◆ **Aim**
Please keep only the lines below that contain the string "formatted", copying each one in full. Match case exactly.

◆ **Supplied material**
****

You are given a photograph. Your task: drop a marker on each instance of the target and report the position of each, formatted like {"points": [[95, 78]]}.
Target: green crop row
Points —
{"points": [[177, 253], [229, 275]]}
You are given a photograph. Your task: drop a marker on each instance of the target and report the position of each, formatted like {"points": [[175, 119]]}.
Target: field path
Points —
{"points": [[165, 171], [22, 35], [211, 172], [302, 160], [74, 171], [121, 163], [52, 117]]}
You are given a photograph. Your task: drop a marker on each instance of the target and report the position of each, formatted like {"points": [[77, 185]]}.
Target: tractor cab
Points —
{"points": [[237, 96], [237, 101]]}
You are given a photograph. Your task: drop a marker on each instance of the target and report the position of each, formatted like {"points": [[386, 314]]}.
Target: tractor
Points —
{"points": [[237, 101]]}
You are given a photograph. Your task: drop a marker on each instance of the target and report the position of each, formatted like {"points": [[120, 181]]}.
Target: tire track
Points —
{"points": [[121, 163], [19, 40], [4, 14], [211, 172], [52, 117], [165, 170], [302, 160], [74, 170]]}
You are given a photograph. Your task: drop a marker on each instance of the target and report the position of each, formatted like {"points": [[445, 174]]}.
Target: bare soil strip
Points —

****

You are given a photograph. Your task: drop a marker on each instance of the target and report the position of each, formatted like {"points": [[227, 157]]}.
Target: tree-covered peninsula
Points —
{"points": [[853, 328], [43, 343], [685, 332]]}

****

◆ **The reply**
You are given a photograph. Your task: drop a marker on each instance of the target and report the position of each, formatted like {"points": [[95, 78]]}.
You are given a photograph. Your task: drop a marker on each instance of the target and report the position of each, formatted like {"points": [[175, 119]]}.
You are given a photograph. Your task: drop a marker on each instance of the target and report the position of each, formatted like {"points": [[77, 185]]}.
You are given a photograph. Your task: drop a marker on each instance of the target and report the position of each, formatted like {"points": [[386, 314]]}.
You are given a photograph. Your task: drop a marker on each instance of the target and report the position of each, formatted like {"points": [[120, 181]]}.
You are given a photograph. Your task: drop a marker on each instance of the target and report the position of each, formatted like {"points": [[445, 174]]}.
You are given a photograph. Your task: drop a marker on each instance of the target and report the position of each, formatted like {"points": [[227, 157]]}.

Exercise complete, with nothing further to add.